PROBLEM DETAILS | Please return the lines below verbatim, beginning at the one that has "Write each point like x=243, y=868." and stopping after the one that has "Write each point like x=379, y=854.", and add no other lines.

RECORDS TO USE |

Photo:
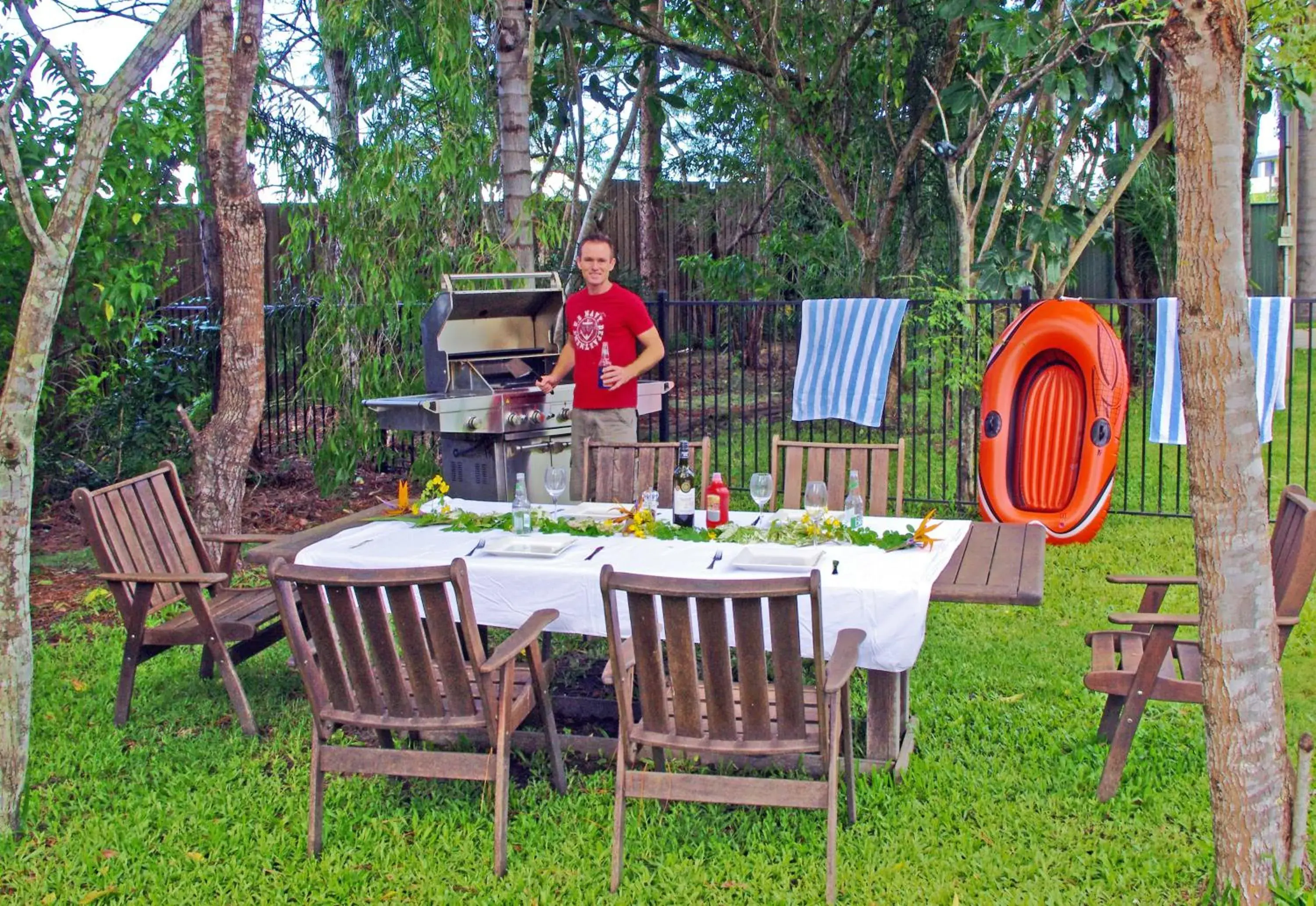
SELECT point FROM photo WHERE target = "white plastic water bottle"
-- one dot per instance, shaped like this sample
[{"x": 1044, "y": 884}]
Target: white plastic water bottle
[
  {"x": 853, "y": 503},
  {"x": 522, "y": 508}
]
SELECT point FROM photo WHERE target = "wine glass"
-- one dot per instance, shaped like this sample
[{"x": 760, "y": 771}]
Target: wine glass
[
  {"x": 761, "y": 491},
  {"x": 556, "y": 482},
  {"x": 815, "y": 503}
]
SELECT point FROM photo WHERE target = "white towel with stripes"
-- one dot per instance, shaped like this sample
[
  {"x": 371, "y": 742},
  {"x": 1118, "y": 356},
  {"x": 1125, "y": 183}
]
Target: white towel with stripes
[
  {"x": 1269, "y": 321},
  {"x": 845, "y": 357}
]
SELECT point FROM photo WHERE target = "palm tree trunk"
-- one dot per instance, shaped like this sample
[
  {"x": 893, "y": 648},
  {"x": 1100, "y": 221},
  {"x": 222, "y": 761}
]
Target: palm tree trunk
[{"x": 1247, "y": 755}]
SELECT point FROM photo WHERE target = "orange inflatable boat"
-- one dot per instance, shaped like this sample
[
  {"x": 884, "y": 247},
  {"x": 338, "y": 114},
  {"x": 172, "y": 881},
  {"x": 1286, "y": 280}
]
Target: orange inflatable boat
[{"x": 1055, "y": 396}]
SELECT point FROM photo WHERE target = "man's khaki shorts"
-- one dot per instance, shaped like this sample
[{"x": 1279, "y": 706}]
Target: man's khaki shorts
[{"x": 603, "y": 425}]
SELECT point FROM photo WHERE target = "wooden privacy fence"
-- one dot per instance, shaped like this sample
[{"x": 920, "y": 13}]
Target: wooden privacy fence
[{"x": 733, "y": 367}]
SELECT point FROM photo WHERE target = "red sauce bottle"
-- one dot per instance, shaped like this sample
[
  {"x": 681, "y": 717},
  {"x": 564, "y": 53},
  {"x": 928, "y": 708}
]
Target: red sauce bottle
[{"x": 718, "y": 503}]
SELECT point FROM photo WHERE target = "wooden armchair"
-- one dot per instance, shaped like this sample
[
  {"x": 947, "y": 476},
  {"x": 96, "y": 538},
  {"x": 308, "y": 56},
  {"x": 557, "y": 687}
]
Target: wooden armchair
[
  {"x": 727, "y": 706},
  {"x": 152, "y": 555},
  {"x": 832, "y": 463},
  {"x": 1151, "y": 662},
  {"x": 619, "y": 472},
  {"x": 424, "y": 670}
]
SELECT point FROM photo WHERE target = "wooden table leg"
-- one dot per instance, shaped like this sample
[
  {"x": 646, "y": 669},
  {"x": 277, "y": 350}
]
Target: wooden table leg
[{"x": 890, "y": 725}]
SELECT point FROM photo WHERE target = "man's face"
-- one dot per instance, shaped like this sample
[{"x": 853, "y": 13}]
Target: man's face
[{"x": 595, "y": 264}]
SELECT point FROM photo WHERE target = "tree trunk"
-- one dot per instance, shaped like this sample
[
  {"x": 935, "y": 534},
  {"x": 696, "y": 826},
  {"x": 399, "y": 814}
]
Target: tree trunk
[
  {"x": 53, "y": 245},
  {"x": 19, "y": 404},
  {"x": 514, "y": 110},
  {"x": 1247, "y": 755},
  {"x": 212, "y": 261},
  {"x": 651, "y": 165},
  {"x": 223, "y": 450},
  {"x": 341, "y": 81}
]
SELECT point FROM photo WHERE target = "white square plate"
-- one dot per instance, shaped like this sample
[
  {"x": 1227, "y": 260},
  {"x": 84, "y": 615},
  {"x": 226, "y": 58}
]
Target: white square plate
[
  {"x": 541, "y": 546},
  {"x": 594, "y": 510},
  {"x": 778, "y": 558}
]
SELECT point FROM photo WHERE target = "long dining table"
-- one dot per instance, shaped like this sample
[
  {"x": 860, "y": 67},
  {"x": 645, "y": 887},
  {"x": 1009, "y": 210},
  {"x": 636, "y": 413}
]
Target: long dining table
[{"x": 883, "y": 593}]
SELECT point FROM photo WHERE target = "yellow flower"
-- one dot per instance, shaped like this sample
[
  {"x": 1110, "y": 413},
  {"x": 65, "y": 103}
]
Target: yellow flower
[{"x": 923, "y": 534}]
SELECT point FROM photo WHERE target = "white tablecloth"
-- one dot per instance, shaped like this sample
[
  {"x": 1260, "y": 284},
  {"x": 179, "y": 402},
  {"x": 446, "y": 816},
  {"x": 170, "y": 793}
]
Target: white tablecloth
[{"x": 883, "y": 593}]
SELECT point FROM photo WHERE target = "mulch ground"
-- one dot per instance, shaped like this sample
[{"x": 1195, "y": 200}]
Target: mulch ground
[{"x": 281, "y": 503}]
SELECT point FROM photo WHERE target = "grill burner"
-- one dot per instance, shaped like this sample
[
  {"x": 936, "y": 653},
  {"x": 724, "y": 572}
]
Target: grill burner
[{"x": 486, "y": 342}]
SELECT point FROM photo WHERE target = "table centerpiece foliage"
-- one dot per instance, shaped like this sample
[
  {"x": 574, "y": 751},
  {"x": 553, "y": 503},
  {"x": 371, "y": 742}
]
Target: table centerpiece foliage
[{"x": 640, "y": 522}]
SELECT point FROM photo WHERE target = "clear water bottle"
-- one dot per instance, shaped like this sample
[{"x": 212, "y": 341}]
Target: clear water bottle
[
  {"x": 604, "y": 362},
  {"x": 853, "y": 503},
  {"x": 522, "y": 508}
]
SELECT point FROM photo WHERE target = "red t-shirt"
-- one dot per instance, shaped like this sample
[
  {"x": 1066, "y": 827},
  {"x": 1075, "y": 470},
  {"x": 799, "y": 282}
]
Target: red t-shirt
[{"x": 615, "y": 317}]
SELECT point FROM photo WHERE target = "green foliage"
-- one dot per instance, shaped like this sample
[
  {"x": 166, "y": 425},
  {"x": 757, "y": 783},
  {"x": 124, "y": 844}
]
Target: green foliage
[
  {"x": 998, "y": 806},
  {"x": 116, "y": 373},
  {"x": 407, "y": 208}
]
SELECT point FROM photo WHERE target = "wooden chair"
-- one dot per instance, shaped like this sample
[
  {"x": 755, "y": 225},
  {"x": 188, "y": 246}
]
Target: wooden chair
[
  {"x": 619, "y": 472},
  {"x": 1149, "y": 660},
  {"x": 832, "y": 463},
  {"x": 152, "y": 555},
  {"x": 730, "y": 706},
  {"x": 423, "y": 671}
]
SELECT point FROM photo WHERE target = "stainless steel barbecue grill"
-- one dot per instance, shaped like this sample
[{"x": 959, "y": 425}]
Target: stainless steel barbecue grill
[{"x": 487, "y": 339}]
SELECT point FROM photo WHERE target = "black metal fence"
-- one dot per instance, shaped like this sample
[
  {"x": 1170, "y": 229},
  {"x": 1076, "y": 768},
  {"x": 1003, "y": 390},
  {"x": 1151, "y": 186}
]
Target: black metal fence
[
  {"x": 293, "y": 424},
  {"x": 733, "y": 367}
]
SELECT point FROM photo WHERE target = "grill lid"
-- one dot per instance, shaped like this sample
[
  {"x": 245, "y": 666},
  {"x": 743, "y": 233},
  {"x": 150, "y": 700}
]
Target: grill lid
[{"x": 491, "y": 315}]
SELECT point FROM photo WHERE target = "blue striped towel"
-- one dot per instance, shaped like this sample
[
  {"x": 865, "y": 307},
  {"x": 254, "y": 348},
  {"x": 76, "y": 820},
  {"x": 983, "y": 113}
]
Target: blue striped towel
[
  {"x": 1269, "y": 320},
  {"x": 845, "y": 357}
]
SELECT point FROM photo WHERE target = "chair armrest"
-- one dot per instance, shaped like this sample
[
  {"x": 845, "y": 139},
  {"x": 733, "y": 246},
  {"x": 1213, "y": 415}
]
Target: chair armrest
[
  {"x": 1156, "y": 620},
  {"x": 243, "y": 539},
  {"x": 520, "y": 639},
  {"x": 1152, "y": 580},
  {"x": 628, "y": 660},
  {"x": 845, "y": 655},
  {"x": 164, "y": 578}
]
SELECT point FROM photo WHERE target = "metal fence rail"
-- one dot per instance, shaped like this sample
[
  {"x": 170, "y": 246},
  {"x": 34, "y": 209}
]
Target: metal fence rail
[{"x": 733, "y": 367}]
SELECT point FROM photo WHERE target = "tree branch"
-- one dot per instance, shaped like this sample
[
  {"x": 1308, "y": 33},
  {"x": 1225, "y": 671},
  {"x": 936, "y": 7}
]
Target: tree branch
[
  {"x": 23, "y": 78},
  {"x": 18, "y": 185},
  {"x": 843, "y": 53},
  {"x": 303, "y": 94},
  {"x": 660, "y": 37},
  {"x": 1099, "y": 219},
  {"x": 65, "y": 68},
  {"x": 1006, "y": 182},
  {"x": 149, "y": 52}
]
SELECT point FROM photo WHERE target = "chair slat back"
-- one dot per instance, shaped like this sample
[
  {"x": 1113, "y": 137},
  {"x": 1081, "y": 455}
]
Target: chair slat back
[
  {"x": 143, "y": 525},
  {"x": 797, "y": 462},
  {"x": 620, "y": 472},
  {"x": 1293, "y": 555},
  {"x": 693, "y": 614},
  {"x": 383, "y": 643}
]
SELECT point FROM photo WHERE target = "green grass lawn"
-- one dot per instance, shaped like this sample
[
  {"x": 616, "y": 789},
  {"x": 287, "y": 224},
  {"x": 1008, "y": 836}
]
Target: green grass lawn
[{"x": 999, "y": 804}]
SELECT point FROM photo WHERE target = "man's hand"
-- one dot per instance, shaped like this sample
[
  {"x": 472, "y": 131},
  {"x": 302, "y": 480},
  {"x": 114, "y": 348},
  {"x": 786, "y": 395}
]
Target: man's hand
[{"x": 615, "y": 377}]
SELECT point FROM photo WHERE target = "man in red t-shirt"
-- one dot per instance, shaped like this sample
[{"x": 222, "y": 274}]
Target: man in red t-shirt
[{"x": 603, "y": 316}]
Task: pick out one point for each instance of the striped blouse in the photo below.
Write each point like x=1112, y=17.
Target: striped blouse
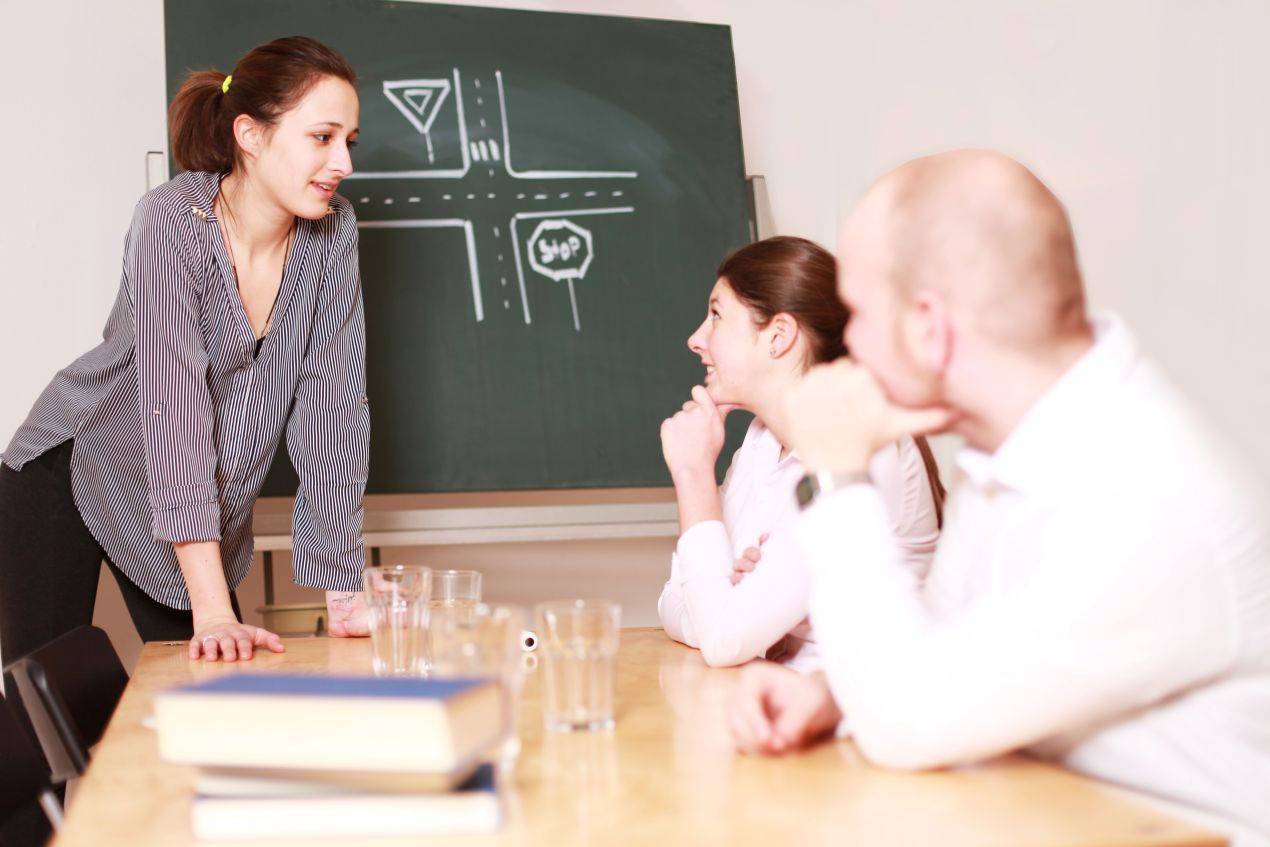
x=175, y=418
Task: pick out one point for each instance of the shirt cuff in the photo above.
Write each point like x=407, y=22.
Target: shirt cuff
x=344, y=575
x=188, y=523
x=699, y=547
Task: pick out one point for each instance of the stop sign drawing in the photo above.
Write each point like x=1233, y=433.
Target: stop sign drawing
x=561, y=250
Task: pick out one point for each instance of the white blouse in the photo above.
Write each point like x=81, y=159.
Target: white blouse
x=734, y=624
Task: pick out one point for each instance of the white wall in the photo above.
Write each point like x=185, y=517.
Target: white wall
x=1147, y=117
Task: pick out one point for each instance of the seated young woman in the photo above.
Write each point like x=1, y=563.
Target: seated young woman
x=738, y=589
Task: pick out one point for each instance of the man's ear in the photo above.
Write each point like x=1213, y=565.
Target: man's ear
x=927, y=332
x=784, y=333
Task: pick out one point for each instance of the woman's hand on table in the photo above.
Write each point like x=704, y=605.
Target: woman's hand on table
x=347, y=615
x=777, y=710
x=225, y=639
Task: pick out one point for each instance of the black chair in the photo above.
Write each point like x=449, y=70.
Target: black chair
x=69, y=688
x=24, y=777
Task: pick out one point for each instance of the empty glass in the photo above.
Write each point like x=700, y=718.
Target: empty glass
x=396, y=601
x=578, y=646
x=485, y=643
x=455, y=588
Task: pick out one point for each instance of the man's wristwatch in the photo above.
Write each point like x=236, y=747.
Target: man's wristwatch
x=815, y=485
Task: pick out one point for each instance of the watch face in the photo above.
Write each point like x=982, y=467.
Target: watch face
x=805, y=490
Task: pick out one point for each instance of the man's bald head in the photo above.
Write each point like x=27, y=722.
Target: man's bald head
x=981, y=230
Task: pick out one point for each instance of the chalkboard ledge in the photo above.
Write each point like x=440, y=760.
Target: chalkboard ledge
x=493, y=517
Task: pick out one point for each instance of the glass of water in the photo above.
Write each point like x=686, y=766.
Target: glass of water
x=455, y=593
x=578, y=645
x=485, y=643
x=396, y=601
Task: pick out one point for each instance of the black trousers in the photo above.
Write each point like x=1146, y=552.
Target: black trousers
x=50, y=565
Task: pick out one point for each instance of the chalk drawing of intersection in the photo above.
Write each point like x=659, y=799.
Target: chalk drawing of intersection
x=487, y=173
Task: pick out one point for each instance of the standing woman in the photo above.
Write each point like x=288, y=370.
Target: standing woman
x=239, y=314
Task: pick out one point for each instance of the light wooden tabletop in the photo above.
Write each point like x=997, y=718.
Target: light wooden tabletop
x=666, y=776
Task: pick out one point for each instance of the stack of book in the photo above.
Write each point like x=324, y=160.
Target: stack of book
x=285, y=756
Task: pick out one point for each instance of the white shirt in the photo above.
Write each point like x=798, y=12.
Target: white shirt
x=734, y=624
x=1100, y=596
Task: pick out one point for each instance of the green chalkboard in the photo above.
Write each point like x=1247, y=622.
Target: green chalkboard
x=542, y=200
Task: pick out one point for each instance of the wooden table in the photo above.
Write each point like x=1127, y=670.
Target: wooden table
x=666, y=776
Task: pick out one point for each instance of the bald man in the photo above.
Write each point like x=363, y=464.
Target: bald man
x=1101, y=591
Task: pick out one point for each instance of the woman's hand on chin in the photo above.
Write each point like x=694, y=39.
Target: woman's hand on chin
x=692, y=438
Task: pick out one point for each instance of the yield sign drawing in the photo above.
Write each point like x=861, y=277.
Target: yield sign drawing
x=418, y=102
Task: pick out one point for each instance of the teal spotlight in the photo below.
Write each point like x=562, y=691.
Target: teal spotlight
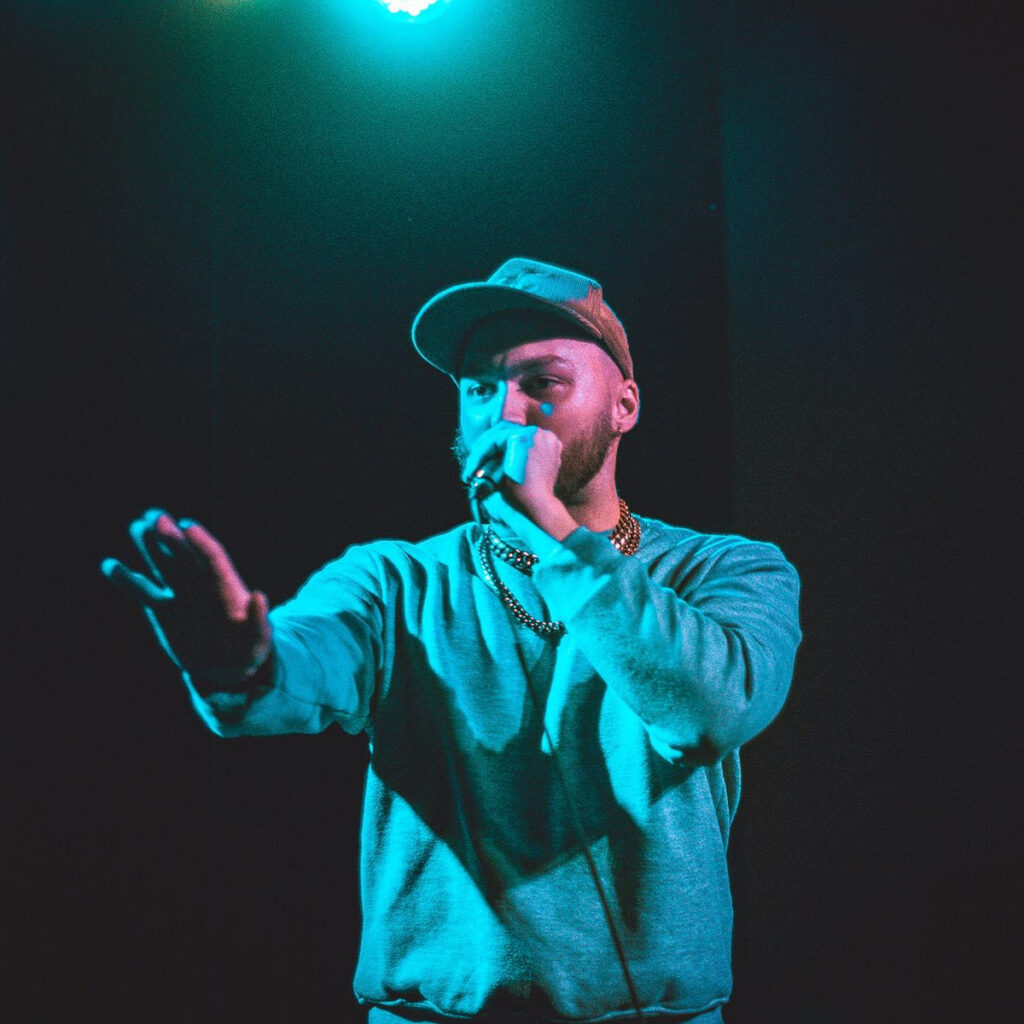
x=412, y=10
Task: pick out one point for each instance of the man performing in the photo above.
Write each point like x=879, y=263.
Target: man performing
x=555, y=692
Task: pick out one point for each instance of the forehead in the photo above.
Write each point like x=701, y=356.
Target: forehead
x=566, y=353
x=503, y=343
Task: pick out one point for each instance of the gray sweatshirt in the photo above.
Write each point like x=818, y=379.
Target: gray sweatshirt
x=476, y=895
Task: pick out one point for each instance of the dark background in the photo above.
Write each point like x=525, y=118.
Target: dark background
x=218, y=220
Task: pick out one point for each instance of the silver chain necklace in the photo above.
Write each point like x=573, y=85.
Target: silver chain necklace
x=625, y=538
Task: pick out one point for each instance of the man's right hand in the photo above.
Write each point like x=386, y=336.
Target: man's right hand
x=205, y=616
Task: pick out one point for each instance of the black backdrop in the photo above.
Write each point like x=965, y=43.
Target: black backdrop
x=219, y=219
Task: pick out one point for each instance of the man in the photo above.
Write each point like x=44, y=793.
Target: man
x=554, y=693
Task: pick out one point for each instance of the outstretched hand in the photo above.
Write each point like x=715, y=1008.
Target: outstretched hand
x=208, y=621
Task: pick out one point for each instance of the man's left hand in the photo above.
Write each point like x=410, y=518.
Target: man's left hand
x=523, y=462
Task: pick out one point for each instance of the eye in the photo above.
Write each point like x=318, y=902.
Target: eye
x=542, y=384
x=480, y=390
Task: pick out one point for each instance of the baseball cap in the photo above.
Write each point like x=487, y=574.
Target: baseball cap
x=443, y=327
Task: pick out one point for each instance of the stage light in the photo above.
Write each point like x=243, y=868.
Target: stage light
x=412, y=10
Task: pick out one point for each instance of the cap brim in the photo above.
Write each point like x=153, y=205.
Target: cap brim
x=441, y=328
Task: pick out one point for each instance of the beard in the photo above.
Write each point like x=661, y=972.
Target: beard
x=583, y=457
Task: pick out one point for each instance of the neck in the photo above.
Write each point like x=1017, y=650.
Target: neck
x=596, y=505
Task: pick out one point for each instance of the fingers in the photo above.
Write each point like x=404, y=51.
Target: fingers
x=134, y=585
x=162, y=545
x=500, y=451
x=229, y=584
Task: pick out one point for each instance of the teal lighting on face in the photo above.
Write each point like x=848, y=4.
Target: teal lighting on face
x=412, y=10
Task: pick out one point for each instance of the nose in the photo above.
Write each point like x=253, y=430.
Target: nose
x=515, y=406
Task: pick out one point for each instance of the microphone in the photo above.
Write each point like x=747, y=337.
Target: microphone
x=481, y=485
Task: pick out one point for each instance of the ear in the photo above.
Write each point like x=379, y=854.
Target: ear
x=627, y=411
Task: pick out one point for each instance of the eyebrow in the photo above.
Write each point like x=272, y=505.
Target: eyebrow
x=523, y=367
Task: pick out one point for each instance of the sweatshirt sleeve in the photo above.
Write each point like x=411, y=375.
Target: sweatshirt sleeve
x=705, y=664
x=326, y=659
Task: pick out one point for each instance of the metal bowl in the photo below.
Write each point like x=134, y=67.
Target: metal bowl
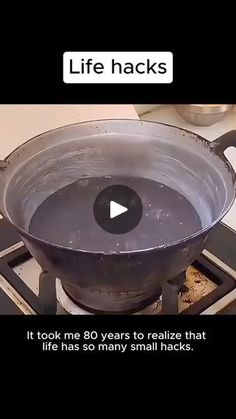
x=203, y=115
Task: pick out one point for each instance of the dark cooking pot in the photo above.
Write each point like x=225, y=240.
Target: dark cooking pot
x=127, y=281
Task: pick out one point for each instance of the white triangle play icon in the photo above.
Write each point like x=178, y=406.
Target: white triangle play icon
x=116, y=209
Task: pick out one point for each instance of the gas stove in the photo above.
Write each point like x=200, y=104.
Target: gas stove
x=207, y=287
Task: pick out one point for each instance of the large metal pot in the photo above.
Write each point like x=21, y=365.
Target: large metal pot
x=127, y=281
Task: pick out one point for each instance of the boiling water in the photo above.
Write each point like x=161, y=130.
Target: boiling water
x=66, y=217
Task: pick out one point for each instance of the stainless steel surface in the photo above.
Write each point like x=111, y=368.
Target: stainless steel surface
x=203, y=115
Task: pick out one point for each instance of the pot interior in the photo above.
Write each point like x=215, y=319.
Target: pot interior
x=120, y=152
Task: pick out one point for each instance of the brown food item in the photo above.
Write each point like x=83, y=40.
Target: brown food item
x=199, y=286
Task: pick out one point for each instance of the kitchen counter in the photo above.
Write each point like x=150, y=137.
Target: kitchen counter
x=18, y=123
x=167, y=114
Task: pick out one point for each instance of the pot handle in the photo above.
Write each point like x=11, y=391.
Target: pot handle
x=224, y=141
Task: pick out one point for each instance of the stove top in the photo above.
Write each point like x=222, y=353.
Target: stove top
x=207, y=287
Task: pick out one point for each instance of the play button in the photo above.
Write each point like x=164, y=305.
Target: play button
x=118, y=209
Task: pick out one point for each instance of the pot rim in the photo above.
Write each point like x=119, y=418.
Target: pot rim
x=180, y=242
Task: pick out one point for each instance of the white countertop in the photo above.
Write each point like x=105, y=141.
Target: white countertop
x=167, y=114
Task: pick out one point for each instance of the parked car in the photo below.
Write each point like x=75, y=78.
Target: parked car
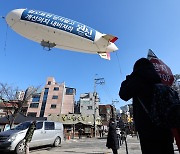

WRITTEN ANSWER |
Write each point like x=243, y=868.
Target: stage light
x=412, y=10
Task: pick out one point for each instance of the cap brim in the photo above.
Write each point like x=153, y=205.
Target: cap brim
x=441, y=328
Task: pick out one point for each instance of the beard in the photo above.
Write each point like x=661, y=972.
Target: beard
x=583, y=457
Task: pick out one point for each instance of the neck in the photo above.
Write each point like x=1017, y=650.
Target: neck
x=596, y=505
Task: pick out one point for each instance of the fingers in the photo above.
Write each point like x=404, y=51.
Target: fingers
x=134, y=585
x=162, y=545
x=500, y=451
x=229, y=584
Task: pick out one point for each instance of the teal lighting on face in the photo above.
Write each point like x=848, y=4.
Target: teal lighting on face
x=412, y=10
Task: pick out one point for each instance of the nose in the photo above.
Write each point like x=253, y=430.
Target: nose
x=515, y=406
Task: pick out one point for each instance of the microphone in the photo above.
Write each point like x=747, y=337.
Target: microphone
x=481, y=485
Task: pick out one point for each instance of the ear in the photo above.
Write each point like x=379, y=854.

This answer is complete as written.